**Your tasks:**
1. Based on the text on information sharing, does each statement agree with it? Answer yes or no for each, and quote the deciding words. (a) Under the information-sharing condition, each agent gets inventory and backlog information from all other echelons. (b) The design includes training a model. (c) A chi-square test is among the statistical tests used.
2. In the text on information sharing, rename "LLM agents" to "language model agents" in the part that opens with the words containing "- Design Motivation: Information" and closes with "significance of results.", and give that part again.
3. Please go on with the text on information sharing from where it stops.

Information Sharing Mechanism:
- Function: Test the effectiveness of information transparency in mitigating behavioral biases.
- Mechanism: Under the information-sharing condition, each agent receives inventory and backlog information from all other echelons. Order variance, total cost, and bullwhip effect intensity are compared across information conditions.
- Design Motivation: Information asymmetry is a classical driver of the bullwhip effect; this design validates whether LLM agents similarly benefit from information sharing.

Loss & Training¶

No model training is involved. Standard statistical tests (sign test, t-test, Mann-Whitney test) are used to verify the significance of results.

**Stored data:**
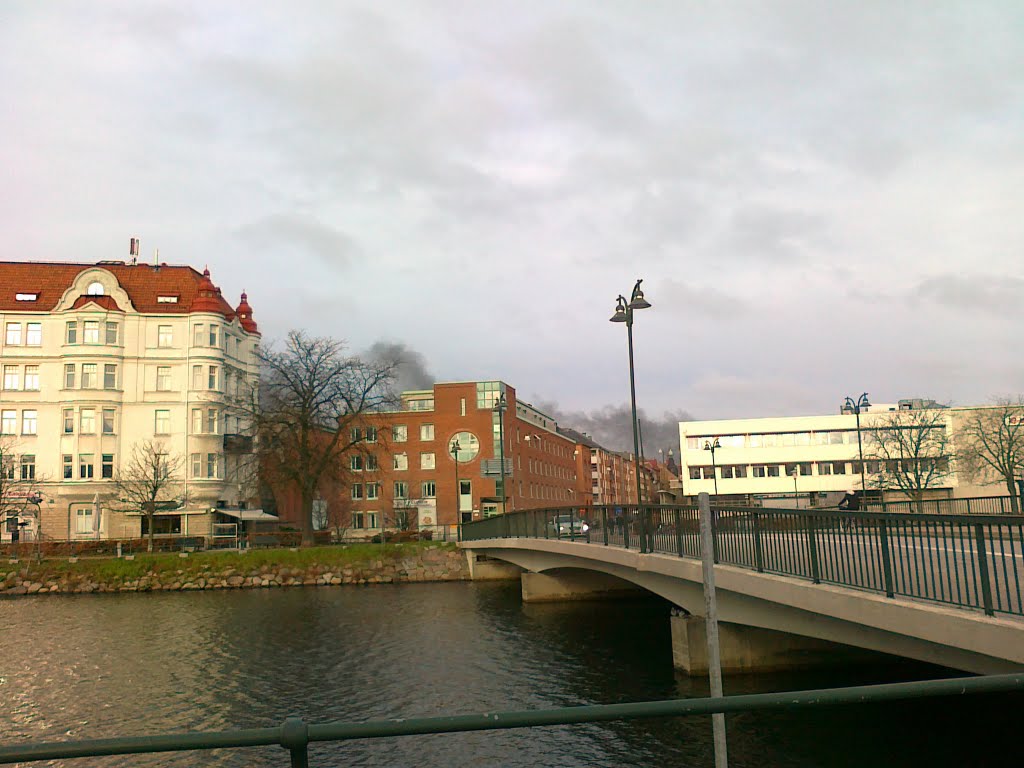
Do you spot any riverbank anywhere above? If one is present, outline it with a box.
[0,542,470,597]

**Answers in order:**
1.
(a) Yes: "each agent receives inventory and backlog information from all other echelons"
(b) No: "No model training is involved."
(c) No: "Standard statistical tests (sign test, t-test, Mann-Whitney test) are used to verify the significance of results."

2.
- Design Motivation: Information asymmetry is a classical driver of the bullwhip effect; this design validates whether language model agents similarly benefit from information sharing.

Loss & Training¶

No model training is involved. Standard statistical tests (sign test, t-test, Mann-Whitney test) are used to verify the significance of results.

3.
Key Experimental Results¶

Main Results¶

Bullwhip effect replication (homogeneous conditions, no information sharing):

Configuration	Order Variance Amplification	p-value	Note
DeepSeek-Original	82.3%	<0.001	Significant bullwhip effect
DeepSeek-R-Overall	79.8%	<0.001	Persists after reasoning enhancement
GPT-Original	74.2%	<0.001	Consistent across families
GPT-R-Overall	74.3%	<0.001	Cross-family validation

Ablation Study¶

Mitigation effect of information sharing:

Condition	Total Cost (No IS)	Total Cost (With IS)	Reduction
DeepSeek-Original	39.43	20.15	~49%
DeepSeek-R-Overall	29.43	17.71	~40%

Key Findings¶

LLM agents successfully reproduce the bullwhip effect observed in human experiments (p<0.001), validating the credibility of LLMs as behavioral proxies.
Compared to human data, LLM agents exhibit more stable decisions (lower variance), yielding cleaner statistical signals.
Cognitive enhancement (R1/GPT-5) reduces total cost but does not eliminate the bullwhip effect — even "smarter" agents still exhibit myopic behavior.
Information sharing is the most effective intervention, consistently reducing costs by 40–50% across all configurations.
Self-interested behavior (each agent minimizing its own cost) is identified as the root cause of systemic inefficiency.

Highlights & Insights¶

Using LLMs to simulate behavioral experiments is a highly promising paradigm: compared to human-subject experiments, the approach reduces costs by orders of magnitude, supports large-scale replication, and enables precise variable control. This has transformative implications for operations management and behavioral economics research.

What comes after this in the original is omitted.